• _EXTRACT TO READ_:
◇ ◇ ◇ ◇ ◇ ◇ ◇

Rest! Take time to rest. Doris Kearns Goodwin (Empower 19 ASCD Conference) said that strong leaders find time to think, relax, and replenish energy.
How important is rest? Consider:
“By the seventh day God had finished the work he had been doing; so on the seventh day he rested from all his work.” (Genesis 2:2)
“For six days, work is to be done, but the seventh day is a Sabbath of rest, holy to the LORD.” (Exodus 31:15)
“Come to me, all you who are weary and burdened, and I will give you rest.”(Matthew 11:28)
“Very early in the morning, while it was still dark, Jesus got up, left the house and went off to a solitary place, where he prayed.” (Mark 1:35)
“The apostles gathered around Jesus and reported to him all they had done and taught. Then, because so many people were coming and going that they did not even have a chance to eat, he said to them, ‘Come with me by yourselves to a quiet place and get some rest.’” (Mark 6:30-31)
The apostles didn’t even have time to eat on some days. The crowds were so great, and the work was tiring. Jesus knew the apostles needed to relax. Even Jesus went to a solitary place to pray. He needed time to reflect on all that was happening and what was to come. We, too, need time to think and replenish our energy. Jesus understands how tired we can get and the heavy burdens we may carry. Jesus tells us to come to Him in order to receive the rest we need.

◇ ◇ ◇ ◇ ◇ ◇ ◇

• _INFORMATION PROVIDED_:
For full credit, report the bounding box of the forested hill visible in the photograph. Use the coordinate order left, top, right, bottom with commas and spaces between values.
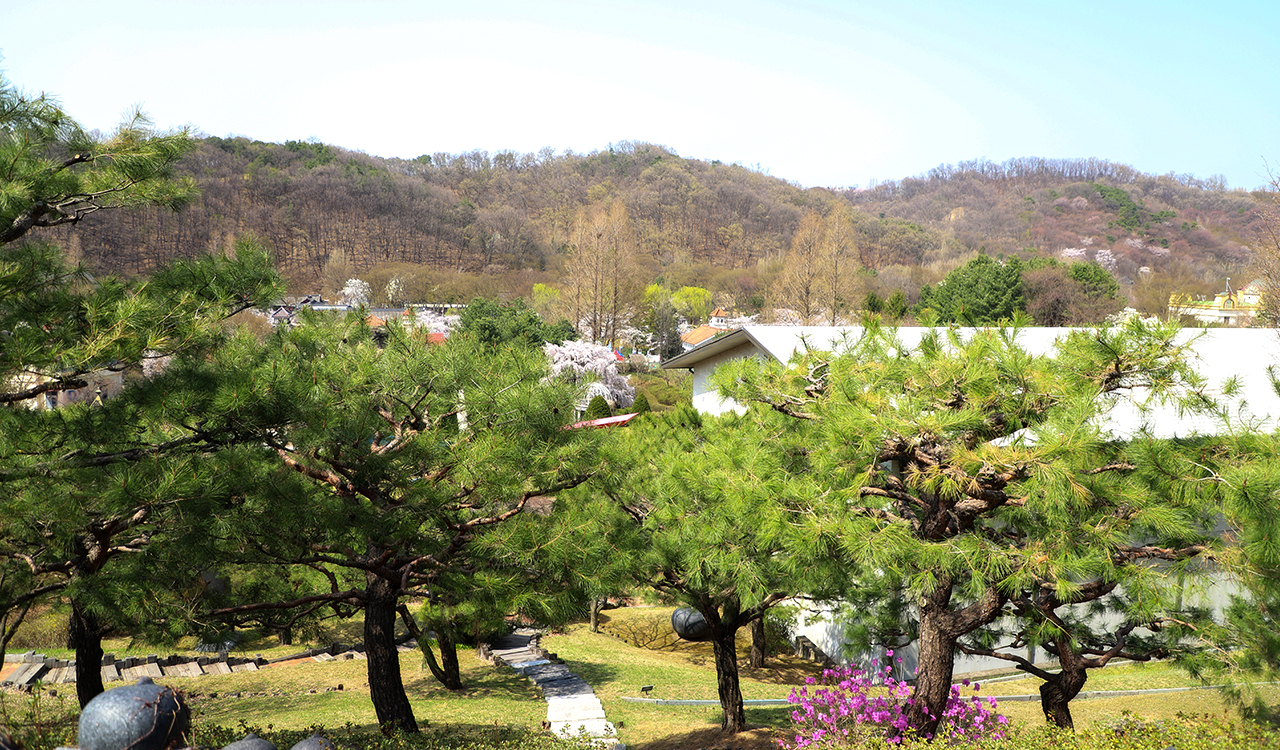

◇ ◇ ◇ ◇ ◇ ◇ ◇

• _EXERCISE INSTRUCTIONS_:
1) Answer these questions about the passage on rest, one answer per line, marked (a), (b), (c) to match.
(a) Who is named as saying that strong leaders find time to think, relax, and replenish energy?
(b) According to the verse quoted from Exodus, on how many days is work to be done?
(c) In the verse from Mark 1:35, where did Jesus go to pray?
2) Continue the passage on rest, picking up after its final sentence.

• _RESPONSES IN ORDER_:
1)
(a) Doris Kearns Goodwin
(b) Six days
(c) To a solitary place

2)
Leaders do need time to rest if they are going to be any good to the people they serve. Time away from work allows leaders to wrap their minds around problems and happenings. Rest rejuvenates their bodies, minds, and souls so they are able to meet situations or concerns head on. Rest provides a chance for reflection. When leaders are in the middle of their busy schedules and days filled with constant work – they don’t have time to reflect. Reflection is necessary for strong leaders.
I remember as a principal the long days, the constant decisions that needed to be made throughout the day, the problems and situations of families and children that were beyond my control to fix… At the end of the day, when everyone was gone, I would sit back in my desk chair and wonder if there was any impact being made. I looked back on the day and all the moments of “failure”. How can we do this, I would wonder. It seems impossible, Lord, to meet the needs of each and every child in this school. I grew weary and tired, sad and hopeless. Lord, how could you ever call me to such a position? I needed rest. I needed rest to see the successes happening around me each and every day. I needed rest to know that we were making a difference in ways that could not always be measured. I needed rest to have faith that God was with us, guiding us.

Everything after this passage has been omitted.